EXERCISE INSTRUCTIONS -> Carry none of the pictures over; set down the material below exactly.

Excerpts of location labeling data ->
========

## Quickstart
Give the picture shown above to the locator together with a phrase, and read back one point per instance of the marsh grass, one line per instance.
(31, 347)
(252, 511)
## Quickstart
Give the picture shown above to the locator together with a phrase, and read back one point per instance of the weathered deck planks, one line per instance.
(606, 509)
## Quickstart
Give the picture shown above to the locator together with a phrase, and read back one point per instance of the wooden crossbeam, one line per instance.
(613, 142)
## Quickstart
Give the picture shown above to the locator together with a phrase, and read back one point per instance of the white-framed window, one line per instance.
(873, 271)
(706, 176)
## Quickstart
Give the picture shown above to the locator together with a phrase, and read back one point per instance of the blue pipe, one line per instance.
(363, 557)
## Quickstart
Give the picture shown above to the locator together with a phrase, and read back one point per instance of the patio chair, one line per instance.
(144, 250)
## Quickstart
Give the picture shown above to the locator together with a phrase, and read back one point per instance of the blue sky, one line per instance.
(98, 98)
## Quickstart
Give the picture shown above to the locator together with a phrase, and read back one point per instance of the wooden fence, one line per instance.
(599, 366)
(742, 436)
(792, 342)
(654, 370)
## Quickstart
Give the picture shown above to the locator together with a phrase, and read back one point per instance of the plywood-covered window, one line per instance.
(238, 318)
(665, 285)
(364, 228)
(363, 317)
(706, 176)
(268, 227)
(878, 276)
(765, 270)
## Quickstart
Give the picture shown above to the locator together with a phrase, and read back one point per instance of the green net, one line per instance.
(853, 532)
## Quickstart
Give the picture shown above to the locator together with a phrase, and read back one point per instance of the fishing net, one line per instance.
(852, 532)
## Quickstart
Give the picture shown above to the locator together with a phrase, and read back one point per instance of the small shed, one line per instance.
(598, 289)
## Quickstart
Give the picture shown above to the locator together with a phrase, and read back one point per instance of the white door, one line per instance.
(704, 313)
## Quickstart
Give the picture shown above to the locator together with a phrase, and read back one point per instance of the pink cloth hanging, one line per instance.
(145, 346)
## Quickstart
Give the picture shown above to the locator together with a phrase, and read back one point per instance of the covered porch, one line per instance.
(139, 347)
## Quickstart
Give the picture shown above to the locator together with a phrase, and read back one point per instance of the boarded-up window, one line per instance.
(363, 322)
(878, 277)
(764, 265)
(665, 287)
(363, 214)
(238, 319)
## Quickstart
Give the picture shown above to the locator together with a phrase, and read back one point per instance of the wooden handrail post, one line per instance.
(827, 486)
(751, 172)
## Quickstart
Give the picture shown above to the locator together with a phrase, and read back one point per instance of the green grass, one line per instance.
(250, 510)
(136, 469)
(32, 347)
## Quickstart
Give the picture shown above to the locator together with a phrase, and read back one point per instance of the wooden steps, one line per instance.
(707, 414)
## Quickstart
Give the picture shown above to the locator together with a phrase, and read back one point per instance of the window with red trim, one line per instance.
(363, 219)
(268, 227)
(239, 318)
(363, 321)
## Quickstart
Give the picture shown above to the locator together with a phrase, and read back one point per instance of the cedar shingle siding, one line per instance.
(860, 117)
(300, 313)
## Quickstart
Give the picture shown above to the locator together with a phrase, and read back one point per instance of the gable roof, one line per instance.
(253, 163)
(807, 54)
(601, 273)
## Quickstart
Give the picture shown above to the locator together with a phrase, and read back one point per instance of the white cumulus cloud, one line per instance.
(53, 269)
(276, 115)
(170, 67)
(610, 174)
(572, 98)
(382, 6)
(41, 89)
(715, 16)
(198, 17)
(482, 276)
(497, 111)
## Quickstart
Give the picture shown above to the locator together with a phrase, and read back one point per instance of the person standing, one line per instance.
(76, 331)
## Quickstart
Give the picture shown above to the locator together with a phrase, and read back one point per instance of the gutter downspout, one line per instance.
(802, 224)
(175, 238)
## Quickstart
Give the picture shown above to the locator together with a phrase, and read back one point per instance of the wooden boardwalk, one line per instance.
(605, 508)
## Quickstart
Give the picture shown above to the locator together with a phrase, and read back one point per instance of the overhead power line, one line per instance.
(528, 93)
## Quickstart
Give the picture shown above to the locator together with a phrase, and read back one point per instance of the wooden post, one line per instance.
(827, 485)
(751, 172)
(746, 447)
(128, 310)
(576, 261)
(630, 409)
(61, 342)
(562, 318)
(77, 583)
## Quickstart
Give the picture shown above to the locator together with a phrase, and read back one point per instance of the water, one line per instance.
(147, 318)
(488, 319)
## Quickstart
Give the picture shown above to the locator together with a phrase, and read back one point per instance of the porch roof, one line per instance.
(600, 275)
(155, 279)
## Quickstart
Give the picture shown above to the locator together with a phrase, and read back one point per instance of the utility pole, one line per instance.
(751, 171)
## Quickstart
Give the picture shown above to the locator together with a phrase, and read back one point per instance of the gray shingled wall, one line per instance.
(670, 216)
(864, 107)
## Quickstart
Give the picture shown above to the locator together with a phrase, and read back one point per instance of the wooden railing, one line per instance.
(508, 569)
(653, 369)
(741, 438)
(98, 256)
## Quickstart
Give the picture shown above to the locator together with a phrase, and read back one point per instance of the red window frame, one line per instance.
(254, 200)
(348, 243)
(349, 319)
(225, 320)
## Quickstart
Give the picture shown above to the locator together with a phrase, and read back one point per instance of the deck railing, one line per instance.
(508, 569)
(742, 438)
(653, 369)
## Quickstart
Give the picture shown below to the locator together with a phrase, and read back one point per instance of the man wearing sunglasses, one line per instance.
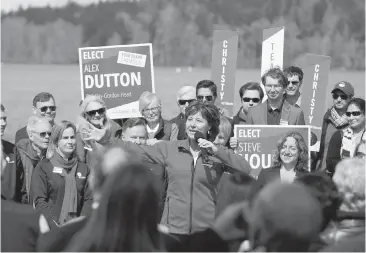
(276, 110)
(44, 106)
(294, 76)
(30, 151)
(206, 91)
(185, 96)
(334, 119)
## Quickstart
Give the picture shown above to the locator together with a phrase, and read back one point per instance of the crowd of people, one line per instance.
(152, 184)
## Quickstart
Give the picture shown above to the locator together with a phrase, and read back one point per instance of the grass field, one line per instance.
(20, 83)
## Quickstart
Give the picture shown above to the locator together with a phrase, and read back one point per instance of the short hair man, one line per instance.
(44, 106)
(276, 110)
(206, 91)
(185, 96)
(334, 119)
(251, 94)
(31, 151)
(294, 76)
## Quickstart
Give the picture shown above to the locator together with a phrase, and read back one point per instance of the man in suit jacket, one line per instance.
(276, 110)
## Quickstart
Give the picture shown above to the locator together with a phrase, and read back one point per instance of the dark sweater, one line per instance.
(48, 189)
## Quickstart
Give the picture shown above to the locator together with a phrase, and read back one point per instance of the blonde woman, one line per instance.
(157, 127)
(93, 124)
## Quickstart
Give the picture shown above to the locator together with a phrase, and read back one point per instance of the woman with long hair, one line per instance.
(59, 187)
(290, 160)
(93, 124)
(349, 142)
(127, 217)
(194, 167)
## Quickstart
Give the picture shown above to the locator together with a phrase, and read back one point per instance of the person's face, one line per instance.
(67, 142)
(3, 123)
(294, 85)
(152, 113)
(340, 99)
(289, 152)
(95, 113)
(250, 98)
(274, 89)
(205, 95)
(45, 109)
(355, 117)
(196, 123)
(184, 101)
(221, 139)
(41, 135)
(136, 134)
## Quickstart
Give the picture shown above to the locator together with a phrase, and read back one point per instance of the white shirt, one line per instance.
(287, 175)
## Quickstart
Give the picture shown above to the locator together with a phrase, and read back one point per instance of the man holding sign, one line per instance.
(276, 110)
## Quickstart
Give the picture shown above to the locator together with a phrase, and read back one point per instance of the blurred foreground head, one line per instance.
(349, 177)
(285, 217)
(128, 216)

========

EXERCISE RESULT ->
## Quickstart
Give the picture shown above to the locator together with a phrase, and read back one point per instance of the marsh grass, one line per instance.
(31, 347)
(252, 511)
## Quickstart
Give the picture shown above to the locator together with a phrase, and read back one point per instance of the weathered deck planks, one line per instance.
(606, 509)
## Quickstart
Give the picture shown above to the locator together with a phrase, and read back one point per instance of the wooden crossbeam, one line per instance.
(613, 142)
## Quickstart
Give the picture shown above to the locator together with a phrase, and read back one point per instance of the white-framed window, one line per instance.
(873, 271)
(706, 176)
## Quickstart
Give the picture shown above to the locator together with a phrase, and read back one point per instance of the blue pipe, one line per instance.
(363, 557)
## Quickstart
Give the picture shown above to the locator together with a phrase, and read back one point per instance of the patio chair, one line per instance.
(144, 250)
## Quickstart
Give the picture shown above to the locator together with a phrase, and read back one point per instance of the blue sky, one line per instance.
(98, 98)
## Quickstart
Give the picture shown above to the locator together with a phrase, and read back one point per instance of the wooden fence, one line per instance.
(599, 366)
(742, 436)
(792, 342)
(654, 370)
## Quickstart
Give the picture shown above to the locator together with a phrase, and read back one point per instance of the plywood-covered window, one line per instance.
(238, 318)
(665, 285)
(364, 228)
(363, 317)
(706, 176)
(268, 227)
(878, 276)
(765, 270)
## Quickstart
Give the picture shown above to the locator together with a phrase, and read back one point per instance of the green net, one line per instance.
(853, 532)
## Quickstart
Give the picture shown above to the locator together with a phrase, and read back one point per instance of the fishing net, one line per instance.
(852, 532)
## Quickstart
Give the picture shown above to the locator together with a phrase, and read back one point per instance of the small shed, one line per instance.
(598, 289)
## Quickstart
Give the picture shown above to the locator together with a phrase, and read back one point per instance of the white door, one line per instance.
(704, 313)
## Quickstart
Give the picture shown above to the locator together with a phrase, and read back one point per instance of the pink cloth hanging, one line per instance.
(145, 346)
## Quickstart
Give the picture shown above to the locator together with a phrase, and read back one point per instance of the covered porch, one line per instance.
(139, 347)
## Quickstart
Give the picture shown above to the locator together with a phrase, and read back one point per instance of the boarded-up window, one line per instance.
(363, 322)
(878, 277)
(764, 265)
(665, 287)
(363, 214)
(238, 319)
## Quickstart
Give the picture shown above to the locator together with a phrase, and read back one point per instance of the wooden handrail post, one line per instance.
(827, 486)
(751, 172)
## Quickstart
Give the picture shown above to the locator together with a phrase, and read back one point per instance of the green grass, one line per instance.
(250, 510)
(136, 469)
(32, 347)
## Quickstart
Give the picture shown above to the locator together with a phrase, and read back one point per instance of the wooden steps, one line per instance.
(707, 414)
## Quickstart
Give the picture shown above to the locator together with a phrase, and read back one point per instance of the window with red trim, one line per instance.
(363, 219)
(268, 227)
(239, 318)
(363, 321)
## Quickstart
Give the picture shown above to the locator together with a phrase, and read back one point per instance of the cedar shingle siding, one line per instance.
(860, 117)
(300, 313)
## Quickstart
Give the picture shown above to the locator together with a phrase, and read back one point per instance of the gable roof, one line per instance.
(253, 163)
(807, 54)
(601, 273)
## Quickstart
Give the picture shown above to the locator together with a phrase, and read back one point per instance of the white cumulus cloud, one line per instance.
(53, 269)
(276, 115)
(170, 67)
(610, 174)
(572, 98)
(382, 6)
(41, 89)
(715, 16)
(198, 17)
(482, 276)
(497, 111)
## Quickstart
Give the picture shown above to the locator together with a phrase, and read back one point per instance of the person standing, one line per instance.
(76, 331)
## Quickstart
Give the picture shown above to the locator together with a phrase, and read back one point per instance of the gutter downspout, one line per instance.
(802, 224)
(175, 238)
## Quickstart
Give the picture shown above to the locator together with a phrase, and read back one point per instance of the wooden boardwalk, one line per instance.
(605, 508)
## Quickstart
Give the picture shown above to the locator together with a phrase, and read back one point per instance of the overhead power line, one line per instance.
(528, 93)
## Quickstart
Give the picture shown above to the locator together with a phrase, and read back one point per instance of the wooden post, one line per instance.
(827, 485)
(751, 172)
(746, 447)
(128, 310)
(576, 261)
(630, 409)
(61, 342)
(562, 318)
(77, 583)
## Quickstart
Give the picture shown above to the locator together with a phrase, and read back one point per instance of the water, one line per instance.
(147, 318)
(488, 319)
## Quickstart
Give the picture shown above to the locator together with a phrase, and read back one point per instance of the porch roof, one line per instance.
(600, 275)
(155, 279)
## Quickstart
Give the picture shown above to the locator together with a phrase, and read back one point per instance of the utility pole, one line per instance.
(751, 171)
## Quickstart
Give the picture shown above to the locator together with a phrase, and read back one point per instance of the gray shingled wall, one line per instance.
(670, 216)
(864, 107)
## Quickstart
Give the picture shown above to the locator together with a phrase, and read back one point per instance of the wooden railing, one line per instance.
(508, 569)
(653, 369)
(741, 438)
(98, 256)
## Quickstart
Give the picture shown above to the locator together with a phrase, and read back one point per instance of the red window frame, one line per instance.
(254, 200)
(348, 243)
(349, 319)
(225, 320)
## Quickstart
Give the picture shown above to the locator together with a phrase, and read back one point per instance of the deck railing, one line per instance.
(508, 569)
(742, 438)
(653, 369)
## Quickstart
Give the picture shown below to the locator together with a phrase, and read back one point per instance of the man wearing sunglasses, one line per instance.
(276, 110)
(44, 106)
(294, 76)
(30, 151)
(206, 91)
(185, 96)
(334, 119)
## Quickstart
Give the picture shown above to the locator together with a phrase, and read back one point per instance of the crowd of people, one line per instance.
(152, 184)
## Quickstart
Give the picture shown above to the locator together with a phrase, and read back one point per instance of the grass field, one line per instance.
(20, 83)
## Quickstart
Give the picture shown above to the locator together with a phrase, and read back one point per instance of the short hair man, one line per instance.
(44, 106)
(276, 110)
(206, 91)
(185, 96)
(334, 119)
(251, 94)
(31, 151)
(294, 76)
## Quickstart
Give the picture shown above to the locator together with a phrase, and read back one point per instance of the man in suit jacket, one line per instance.
(276, 110)
## Quickstart
Give the picture shown above to the locator together with a phrase, and read back one point per instance of the dark sweater, one line per instance.
(48, 189)
## Quickstart
Give the picture shown above to the locator together with a phrase, and read back one point per instance of the blonde woman, one line per instance.
(157, 127)
(93, 124)
## Quickstart
Give the picture shown above to the locator together with a phrase, and read back one point per instance of the woman with long hair, one line per instance.
(59, 187)
(290, 160)
(93, 124)
(349, 142)
(127, 217)
(194, 167)
## Quickstart
Give the picture shown above to the locator together with a phrase, and read back one point per instance of the person's face, one line per instance.
(67, 142)
(3, 123)
(294, 85)
(152, 113)
(340, 99)
(289, 152)
(95, 113)
(250, 98)
(274, 89)
(205, 95)
(45, 109)
(355, 117)
(196, 123)
(184, 101)
(221, 139)
(41, 135)
(136, 134)
## Quickstart
Give the picture shown above to the locator together with a phrase, and read back one point per instance of the white shirt, one line per instance.
(287, 175)
## Quickstart
Give the picture shown above to the locator together with a phrase, and read back one point per instance of the man holding sign, one line per instance.
(276, 110)
## Quickstart
Give the picture shown above to the locator together with a phrase, and read back one point per instance of the blurred foreground head, one line per instance.
(349, 177)
(285, 217)
(128, 216)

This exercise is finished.